Instrucción —
Reproduce palabra por palabra las líneas de todos los ítems, sin alterar ningún carácter.

:: Datos proporcionados ::

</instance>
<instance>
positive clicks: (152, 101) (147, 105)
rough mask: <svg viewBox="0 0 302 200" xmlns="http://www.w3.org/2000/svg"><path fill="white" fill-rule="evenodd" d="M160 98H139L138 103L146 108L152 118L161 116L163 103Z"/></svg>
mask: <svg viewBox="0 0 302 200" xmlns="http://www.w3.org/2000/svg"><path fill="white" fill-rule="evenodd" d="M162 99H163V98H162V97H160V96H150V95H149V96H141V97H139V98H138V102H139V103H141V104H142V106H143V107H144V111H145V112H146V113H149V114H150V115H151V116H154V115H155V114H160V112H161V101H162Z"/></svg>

:::

Solución —
</instance>
<instance>
positive clicks: (152, 101) (147, 105)
rough mask: <svg viewBox="0 0 302 200" xmlns="http://www.w3.org/2000/svg"><path fill="white" fill-rule="evenodd" d="M160 98H139L138 103L146 108L152 118L161 116L163 103Z"/></svg>
mask: <svg viewBox="0 0 302 200" xmlns="http://www.w3.org/2000/svg"><path fill="white" fill-rule="evenodd" d="M162 99H163V98H162V97H160V96H150V95H149V96H141V97H139V98H138V102H139V103H141V104H142V106H143V107H144V111H145V112H146V113H149V114H150V115H151V116H154V115H155V114H160V112H161V101H162Z"/></svg>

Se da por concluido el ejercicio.